You use the example of mining for renewables to explore this issue, what did this case study highlight for you?
The case study highlights the ambiguities that taking a hybridist position towards climate justice can lead to. Renewables are crucial for mitigating climate change, yet mining for the materials used in most of them – think of cobalt or lithium, for instance – can spell local ecological disaster. A broad picture of relationality that fails to distinguish nature and society might here lead to a confused picture of justice. For one, not every relation potentially relevant to the case is one of potential injustice: in our view, the inclusion of a societal entity would be needed for that to become possible.
More importantly, focusing on relationality as such does not yet tell us much about which relations to privilege when different ways of doing justice are in conflict with one another, as is the case here. The critical realist perspective we propose can here give MSJ a clear focus area: try to tackle these societal institutions causing unjust spillovers into the natural domain. In other words: promote strong limitations of energy consumption and potential for recycling in the renewable energy domain. This means privileging certain relations over others, in a way we think is missing from hybridist pictures of MSJ.
How does your work fit with other notions of justice such as ecological justice or planetary justice?
In our paper, my co-authors and I build on some well-known formulations of ecological justice by David Schlosberg in arguing why a non-anthropocentric take on climate justice is necessary. The relational focus of MSJ, which Schlosberg currently also writes on, would be an important addition to these views on ecological justice. Where exactly MSJ falls within the planetary justice framework would, in my view, merit more research. What I can say is that the developments in planetary justice literature to more clearly include non-human species in the picture, for example in the recent special issue on this in Environmental Politics, seem to be an area where the two approaches could overlap. The discussions of pluriversality, for instance, are also reminiscent of work done in the multispecies justice field.
Finally, what’s next? Are you publishing more on this topic?
This paper is the first to come out of my current PhD project on multispecies climate justice, so the goal certainly is for more publications on the topic to follow! I am currently working on developing the idea of principles of multispecies justice that my co-authors and I introduce towards the end of this paper. Alongside that, I am working on an exploration of the linkages between multispecies climate justice and degrowth scholarship.

Bio: Julian van Vugt works as a PhD candidate and lecturer in the department of Humanism and Philosophy at the University of Humanistic Studies, Utrecht, the Netherlands. His educational background is in Biology, Philosophy and Environment and Society Studies. His research interests include environmental and climate justice, environmental political theory, and non-anthropocentric climate ethics. In his PhD project, he focuses on the concept of multispecies climate justice, studying its ontological presuppositions, its normative-ethical implications, and its linkages to various approaches in environmental philosophy.

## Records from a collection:

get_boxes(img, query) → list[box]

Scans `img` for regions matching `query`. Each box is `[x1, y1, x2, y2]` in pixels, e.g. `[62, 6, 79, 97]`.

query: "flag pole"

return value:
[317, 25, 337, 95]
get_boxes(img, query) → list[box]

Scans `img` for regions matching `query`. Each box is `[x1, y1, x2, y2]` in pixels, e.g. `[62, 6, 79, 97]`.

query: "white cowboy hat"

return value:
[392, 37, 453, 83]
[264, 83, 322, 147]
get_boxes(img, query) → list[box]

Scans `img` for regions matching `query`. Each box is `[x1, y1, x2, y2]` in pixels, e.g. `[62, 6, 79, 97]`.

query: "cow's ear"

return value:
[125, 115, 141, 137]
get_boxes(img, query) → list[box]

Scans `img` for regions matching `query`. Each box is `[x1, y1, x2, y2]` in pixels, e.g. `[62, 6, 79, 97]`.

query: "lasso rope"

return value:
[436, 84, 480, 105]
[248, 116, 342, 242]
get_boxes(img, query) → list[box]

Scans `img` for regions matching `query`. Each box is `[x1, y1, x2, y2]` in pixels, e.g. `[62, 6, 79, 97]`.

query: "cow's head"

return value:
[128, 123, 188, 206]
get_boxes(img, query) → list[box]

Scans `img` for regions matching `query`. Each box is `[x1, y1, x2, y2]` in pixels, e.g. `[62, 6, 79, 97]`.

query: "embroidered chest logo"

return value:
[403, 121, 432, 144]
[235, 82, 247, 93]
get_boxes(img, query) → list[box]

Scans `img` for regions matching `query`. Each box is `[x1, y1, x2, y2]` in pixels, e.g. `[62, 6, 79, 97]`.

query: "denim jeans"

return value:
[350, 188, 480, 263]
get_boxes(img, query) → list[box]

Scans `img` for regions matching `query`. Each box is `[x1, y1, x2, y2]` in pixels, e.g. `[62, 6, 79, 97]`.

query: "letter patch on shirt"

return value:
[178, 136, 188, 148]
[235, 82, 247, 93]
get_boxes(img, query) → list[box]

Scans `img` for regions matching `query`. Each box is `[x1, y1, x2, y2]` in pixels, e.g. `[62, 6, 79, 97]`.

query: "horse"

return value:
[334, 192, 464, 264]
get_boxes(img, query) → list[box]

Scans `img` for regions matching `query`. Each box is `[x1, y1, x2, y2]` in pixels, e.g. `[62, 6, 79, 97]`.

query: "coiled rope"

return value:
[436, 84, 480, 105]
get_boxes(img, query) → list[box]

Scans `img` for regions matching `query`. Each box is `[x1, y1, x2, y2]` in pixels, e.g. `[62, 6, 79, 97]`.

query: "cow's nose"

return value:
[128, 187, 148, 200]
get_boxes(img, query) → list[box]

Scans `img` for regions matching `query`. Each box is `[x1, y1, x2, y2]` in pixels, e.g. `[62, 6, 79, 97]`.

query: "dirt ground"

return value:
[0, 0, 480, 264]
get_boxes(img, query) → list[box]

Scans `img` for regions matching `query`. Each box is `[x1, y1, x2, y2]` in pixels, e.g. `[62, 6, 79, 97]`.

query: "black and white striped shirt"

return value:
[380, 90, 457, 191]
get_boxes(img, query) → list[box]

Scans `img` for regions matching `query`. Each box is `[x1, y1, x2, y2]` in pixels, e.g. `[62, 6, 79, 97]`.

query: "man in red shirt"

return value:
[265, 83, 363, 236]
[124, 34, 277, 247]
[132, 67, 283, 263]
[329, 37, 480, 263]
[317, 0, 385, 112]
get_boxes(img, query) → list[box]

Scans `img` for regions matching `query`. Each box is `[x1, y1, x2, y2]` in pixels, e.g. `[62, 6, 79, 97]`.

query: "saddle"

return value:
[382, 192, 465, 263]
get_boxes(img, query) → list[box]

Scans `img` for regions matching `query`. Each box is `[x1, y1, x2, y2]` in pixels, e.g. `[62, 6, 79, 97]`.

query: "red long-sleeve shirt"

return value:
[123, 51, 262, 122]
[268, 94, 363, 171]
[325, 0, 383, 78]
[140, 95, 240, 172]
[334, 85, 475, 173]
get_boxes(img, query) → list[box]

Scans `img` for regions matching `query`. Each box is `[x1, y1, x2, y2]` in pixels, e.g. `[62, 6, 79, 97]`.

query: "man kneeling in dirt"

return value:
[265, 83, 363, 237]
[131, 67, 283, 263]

## TASKS TO PERFORM:
a - From the interview on multispecies climate justice, return the passage starting with "You use the" and going on through "to become possible.", copied word for word.
b - Summarize the interview on multispecies climate justice in two sentences.
c - In the interview on multispecies climate justice, whose formulations of ecological justice do the authors build on to argue for a non-anthropocentric take on climate justice?

## RESPONSES IN ORDER:
a -
You use the example of mining for renewables to explore this issue, what did this case study highlight for you?
The case study highlights the ambiguities that taking a hybridist position towards climate justice can lead to. Renewables are crucial for mitigating climate change, yet mining for the materials used in most of them – think of cobalt or lithium, for instance – can spell local ecological disaster. A broad picture of relationality that fails to distinguish nature and society might here lead to a confused picture of justice. For one, not every relation potentially relevant to the case is one of potential injustice: in our view, the inclusion of a societal entity would be needed for that to become possible.

b - Using mining for renewables as a case study, the interviewee argues that a hybridist view of relationality gives a confused picture of justice, while the proposed critical realist perspective would focus multispecies justice on the societal institutions that cause unjust spillovers into nature, for example by limiting energy consumption and promoting recycling. The interviewee also connects this work to ecological and planetary justice and says further publications will come from the PhD project, including work on principles of multispecies justice and on links with degrowth scholarship.

c - David Schlosberg's.